## BEGIN Records to process

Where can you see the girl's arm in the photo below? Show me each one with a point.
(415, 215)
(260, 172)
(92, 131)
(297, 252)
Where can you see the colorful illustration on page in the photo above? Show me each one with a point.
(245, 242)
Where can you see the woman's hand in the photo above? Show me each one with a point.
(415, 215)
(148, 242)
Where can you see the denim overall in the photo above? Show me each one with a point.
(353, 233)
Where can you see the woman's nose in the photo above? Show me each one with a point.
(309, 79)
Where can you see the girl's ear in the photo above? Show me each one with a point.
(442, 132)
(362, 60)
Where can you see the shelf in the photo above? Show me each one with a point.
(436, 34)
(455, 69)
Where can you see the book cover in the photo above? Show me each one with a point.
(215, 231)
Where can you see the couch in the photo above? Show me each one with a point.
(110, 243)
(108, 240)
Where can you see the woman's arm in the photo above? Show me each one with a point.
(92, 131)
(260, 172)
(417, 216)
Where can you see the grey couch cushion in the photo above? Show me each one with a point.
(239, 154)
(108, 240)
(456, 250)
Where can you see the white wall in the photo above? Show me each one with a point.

## END Records to process

* Objective *
Return all of the rows above verbatim, preserving their order and wording without any change.

* Task solution *
Where can you see the girl's arm in the photo below? Show me each one with a point.
(415, 215)
(260, 172)
(92, 131)
(297, 252)
Where can you see the colorful illustration on page in the photo above? Show me each one with a point.
(245, 242)
Where can you see the woman's hand in the photo above? Show me each one with a point.
(415, 215)
(148, 242)
Where can you see the denim overall in the photo above? Show me each one with a point.
(353, 233)
Where can you see the woman's nose in the photo above? Show me each one with a point.
(309, 79)
Where can you see the girl's ear in the photo above? Show me each one with a point.
(442, 132)
(362, 60)
Where can you see the shelf in the photo above? Show me each one with a point.
(436, 34)
(455, 69)
Where can you see the book cover in the photo above? Show me each one with a point.
(215, 231)
Where can you see the couch in the photo above? Show me each one with a point.
(110, 243)
(108, 240)
Where can you see the woman's arm in the photo above? Show me each one with a point.
(92, 131)
(260, 172)
(417, 216)
Where can you see the grey couch cushion in the photo above? Show me each one with a point.
(239, 154)
(108, 240)
(456, 250)
Where can you see the white wall in the photo above? Show me each one with a point.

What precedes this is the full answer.